§ **What to produce**
Each record needs to be echoed exactly; can you do that?

§ **Input**
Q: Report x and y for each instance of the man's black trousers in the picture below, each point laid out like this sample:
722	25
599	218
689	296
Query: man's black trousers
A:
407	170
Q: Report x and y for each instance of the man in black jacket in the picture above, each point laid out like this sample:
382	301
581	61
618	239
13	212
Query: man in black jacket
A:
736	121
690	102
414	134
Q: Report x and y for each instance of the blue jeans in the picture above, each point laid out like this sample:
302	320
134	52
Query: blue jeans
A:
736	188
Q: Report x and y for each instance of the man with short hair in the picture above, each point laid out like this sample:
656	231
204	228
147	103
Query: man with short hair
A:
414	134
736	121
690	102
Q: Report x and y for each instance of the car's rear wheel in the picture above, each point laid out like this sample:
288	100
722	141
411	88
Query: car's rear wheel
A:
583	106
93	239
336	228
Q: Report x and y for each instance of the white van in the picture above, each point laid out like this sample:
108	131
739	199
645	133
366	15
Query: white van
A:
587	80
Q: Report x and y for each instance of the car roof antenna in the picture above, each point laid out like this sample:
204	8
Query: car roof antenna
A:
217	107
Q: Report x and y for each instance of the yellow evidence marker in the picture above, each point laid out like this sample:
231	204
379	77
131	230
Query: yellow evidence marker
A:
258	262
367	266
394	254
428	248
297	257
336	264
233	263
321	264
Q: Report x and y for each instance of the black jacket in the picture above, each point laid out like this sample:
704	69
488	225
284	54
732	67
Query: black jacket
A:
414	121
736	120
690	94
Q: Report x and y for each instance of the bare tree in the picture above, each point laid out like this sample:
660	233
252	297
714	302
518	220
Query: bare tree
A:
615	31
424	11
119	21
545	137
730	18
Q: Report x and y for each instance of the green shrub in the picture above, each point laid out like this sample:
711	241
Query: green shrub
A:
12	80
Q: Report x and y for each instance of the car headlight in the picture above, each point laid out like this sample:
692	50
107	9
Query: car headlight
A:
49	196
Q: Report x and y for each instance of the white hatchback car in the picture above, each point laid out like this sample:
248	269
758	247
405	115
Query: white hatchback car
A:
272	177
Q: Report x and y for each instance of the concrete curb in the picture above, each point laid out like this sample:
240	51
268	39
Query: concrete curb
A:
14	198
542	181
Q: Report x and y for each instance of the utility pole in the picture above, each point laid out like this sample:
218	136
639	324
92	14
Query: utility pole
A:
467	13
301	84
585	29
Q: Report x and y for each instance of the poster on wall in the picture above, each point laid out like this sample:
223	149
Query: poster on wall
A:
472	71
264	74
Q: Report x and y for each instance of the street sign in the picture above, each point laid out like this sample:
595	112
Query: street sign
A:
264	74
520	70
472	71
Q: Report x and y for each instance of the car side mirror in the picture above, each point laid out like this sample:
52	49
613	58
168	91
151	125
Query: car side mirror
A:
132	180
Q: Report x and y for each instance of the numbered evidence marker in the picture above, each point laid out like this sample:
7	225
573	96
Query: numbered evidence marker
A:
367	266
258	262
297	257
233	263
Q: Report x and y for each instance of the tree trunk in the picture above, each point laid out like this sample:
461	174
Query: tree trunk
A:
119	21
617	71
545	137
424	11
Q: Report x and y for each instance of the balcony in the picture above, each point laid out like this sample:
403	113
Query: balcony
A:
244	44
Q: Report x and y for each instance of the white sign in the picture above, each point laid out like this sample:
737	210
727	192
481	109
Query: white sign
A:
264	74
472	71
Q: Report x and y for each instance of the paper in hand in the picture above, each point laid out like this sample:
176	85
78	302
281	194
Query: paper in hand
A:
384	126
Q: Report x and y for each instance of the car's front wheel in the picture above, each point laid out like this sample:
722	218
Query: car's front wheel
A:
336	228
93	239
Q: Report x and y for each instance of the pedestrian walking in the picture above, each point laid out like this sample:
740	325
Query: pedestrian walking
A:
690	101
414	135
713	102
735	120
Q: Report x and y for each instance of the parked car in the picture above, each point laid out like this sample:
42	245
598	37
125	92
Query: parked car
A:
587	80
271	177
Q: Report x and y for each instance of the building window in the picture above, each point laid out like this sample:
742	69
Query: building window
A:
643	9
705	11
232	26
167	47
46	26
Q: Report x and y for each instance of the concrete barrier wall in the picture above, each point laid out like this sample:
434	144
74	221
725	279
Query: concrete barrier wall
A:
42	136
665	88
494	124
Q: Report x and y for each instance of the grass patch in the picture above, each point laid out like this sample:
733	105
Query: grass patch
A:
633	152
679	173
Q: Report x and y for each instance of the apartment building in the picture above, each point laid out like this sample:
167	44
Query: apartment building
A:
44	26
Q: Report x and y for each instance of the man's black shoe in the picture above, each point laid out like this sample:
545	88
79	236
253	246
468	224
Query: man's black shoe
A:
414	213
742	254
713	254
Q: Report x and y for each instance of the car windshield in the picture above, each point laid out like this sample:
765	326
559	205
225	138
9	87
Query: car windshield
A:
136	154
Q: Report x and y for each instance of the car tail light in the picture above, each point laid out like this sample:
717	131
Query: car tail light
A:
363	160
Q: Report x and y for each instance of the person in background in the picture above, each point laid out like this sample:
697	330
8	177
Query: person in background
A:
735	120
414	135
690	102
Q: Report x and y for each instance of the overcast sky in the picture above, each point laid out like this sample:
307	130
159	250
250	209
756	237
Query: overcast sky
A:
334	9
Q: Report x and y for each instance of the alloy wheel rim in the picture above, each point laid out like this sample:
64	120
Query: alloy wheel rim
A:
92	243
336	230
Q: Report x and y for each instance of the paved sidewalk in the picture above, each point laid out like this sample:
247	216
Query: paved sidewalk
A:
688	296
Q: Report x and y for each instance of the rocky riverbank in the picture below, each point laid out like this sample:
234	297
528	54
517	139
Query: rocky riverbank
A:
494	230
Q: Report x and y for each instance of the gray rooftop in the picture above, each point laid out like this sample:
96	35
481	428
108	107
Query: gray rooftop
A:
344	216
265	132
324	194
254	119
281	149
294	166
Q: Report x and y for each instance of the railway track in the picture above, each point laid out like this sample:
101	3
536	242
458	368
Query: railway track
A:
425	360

§ **Exercise answer**
Q: Report x and y for each instance of the man's black trousers in the picture below, each point laid out like this sample:
722	25
599	218
689	296
Query: man's black trousers
A:
407	170
Q: Report x and y for each instance of the man in black jacket in the picture above, each point laid out like this sample:
382	301
581	61
618	239
13	212
Query: man in black jacket
A:
736	121
690	102
414	134
Q: Report x and y for each instance of the blue jeans in the picture above, each point laid out like this sample:
302	320
134	52
Query: blue jeans
A:
736	188
Q: Report x and y for each instance of the man with short hair in the picture above, each point laid out like this sample:
656	231
204	228
147	103
Query: man with short hair
A:
414	134
736	121
690	102
Q: Report x and y for each instance of the car's rear wheel in the picture above, each point laid out like this sample:
288	100
722	141
411	88
Query: car's rear wheel
A:
583	106
93	239
336	228
Q: Report x and y for each instance of the white van in the picture above, each point laid out like this sample:
108	131
739	199
645	133
366	15
Query: white van
A:
587	80
Q: Report x and y for each instance of the car roof antenna in the picture above, each point laid out like this sample:
204	8
Query: car roof antenna
A:
217	107
Q: Report x and y for each instance of the yellow evidence marker in the picture above, each point laid out like this sample:
231	204
379	77
131	230
Query: yellow evidence marker
A:
258	262
367	266
394	254
428	248
297	257
336	264
233	263
321	264
Q: Report x and y for each instance of the black jacket in the picture above, each point laid out like this sample:
704	69
488	225
284	54
732	67
Query: black jacket
A:
414	121
736	120
690	94
Q: Report x and y for each instance of the bare tree in the picture above, each point laid out like this sample:
660	233
252	297
714	302
518	220
Query: bare tree
A:
615	31
424	11
119	21
545	137
730	18
Q: Report x and y for each instance of the green shrub in the picture above, each point laid out like this sample:
711	241
Query: green shrub
A:
12	80
Q: Report x and y for each instance of the car headlight in the picture above, each point laid out like this sample:
692	50
107	9
Query: car headlight
A:
49	196
Q: Report x and y for each instance of the white hatchback car in the picture above, each point laid out like this sample:
248	269
758	247
405	115
Query: white hatchback car
A:
272	177
Q: Report x and y for each instance of the concrete curb in the picture above, each point laid out like this sample:
240	51
268	39
Query: concrete curb
A:
14	198
542	181
Q: Report x and y for each instance of the utility pole in the picture above, each point laid out like this sample:
218	136
639	324
92	14
Query: utility pole
A:
467	13
301	84
585	29
Q: Report x and y for each instance of the poster on wall in the picture above, each point laid out like this sample:
223	149
Query: poster on wall
A:
472	71
264	74
Q: Report x and y for each instance of the street sign in the picture above, each point laid out like this sample:
595	112
Query: street sign
A:
264	74
520	70
472	71
Q: Report x and y for each instance of the car side mirror in the picture above, each point laid out like this sample:
52	49
613	58
168	91
151	125
Query: car side mirror
A:
132	180
Q: Report x and y for each instance of the numbered evidence marker in the picture above, each point laid out like this sample:
7	225
573	96
Query: numbered evidence marker
A:
367	266
258	262
297	257
233	263
Q: Report x and y for each instance of the tree trunk in the picture above, each point laid out like this sample:
461	174
Query: tree trunk
A:
119	21
617	71
545	137
424	11
Q: Report x and y for each instance of the balcony in the picture above, each point laid out like this sample:
403	113
Query: balcony
A:
244	44
Q: Report x and y for each instance of the white sign in the picture above, each point laid out like this sample:
737	210
727	192
481	109
Query: white sign
A:
264	74
472	71
Q: Report x and y for each instance of the paper in hand in the picture above, each point laid out like this sample:
176	85
78	302
281	194
Query: paper in hand
A:
384	126
Q: Report x and y for each instance of the car's front wheel in the picture above, each point laid out like this sample:
722	218
Query: car's front wheel
A:
336	228
93	239
Q: Report x and y for each instance of the pedestrian walking in the picture above, each point laid out like this sample:
740	325
Query: pedestrian walking
A:
690	101
414	135
713	102
735	120
Q: Report x and y for each instance of the parked car in the picture above, each point laid out like this sample:
42	245
598	37
125	92
Query: parked car
A:
587	80
271	177
Q: Report x and y for each instance of the building window in the picture above, each point laid out like this sample:
742	69
Query: building window
A:
643	9
705	11
232	26
167	47
46	26
Q: Report x and y for each instance of the concrete barrier wall in the picture above, each point laid out like this sample:
434	144
74	221
725	279
Query: concrete barrier wall
A:
42	136
665	88
494	124
Q: Report x and y for each instance of the grass patch in the picture above, each point laid out like this sample:
733	105
Query: grass patch
A:
633	152
679	173
Q: Report x and y for each instance of the apartment building in the picture above, each point laid out like this sample:
167	44
Query: apartment building
A:
44	26
Q: Report x and y for each instance of the man's black shoe in the picture above, each point laid out like this sample:
545	88
79	236
253	246
468	224
Query: man's black shoe
A:
414	213
742	254
713	254
Q: Report x and y for each instance of the car windshield in the picture above, each point laid out like this sample:
765	326
559	205
225	138
9	87
Query: car windshield
A:
136	154
Q: Report x and y for each instance of the car tail light in the picture above, each point laid out like this sample:
717	131
Query: car tail light
A:
363	160
Q: Report x and y for each instance of the person in background in the picture above, each point laid out like this sample:
697	330
8	177
Query: person in background
A:
735	120
414	135
690	102
Q: Report x and y for each instance of the overcast sky in the picture above, each point laid out like this sample:
307	130
159	250
250	209
756	237
Query: overcast sky
A:
334	9
Q: Report x and y for each instance of the alloy wheel rim in the picture above, each point laid out like this sample:
64	120
Query: alloy wheel rim
A:
92	243
336	230
Q: Report x and y for each instance of the paved sidewalk in the picture above, each point laid out like this sample:
247	216
Query: paved sidewalk
A:
688	296
Q: Report x and y for each instance of the rocky riverbank in the picture below, each point laid out like this sample:
234	297
528	54
517	139
Query: rocky riverbank
A:
494	230
Q: Report x and y for each instance of the gray rooftop in the picture above, each point laid out like this sample:
96	35
481	428
108	107
Query: gray rooftop
A:
344	216
265	132
324	194
254	119
281	149
294	166
Q: Report x and y for each instance of the railway track in the picture above, each point laid out like this sample:
101	3
536	242
458	368
Query: railway track
A:
425	360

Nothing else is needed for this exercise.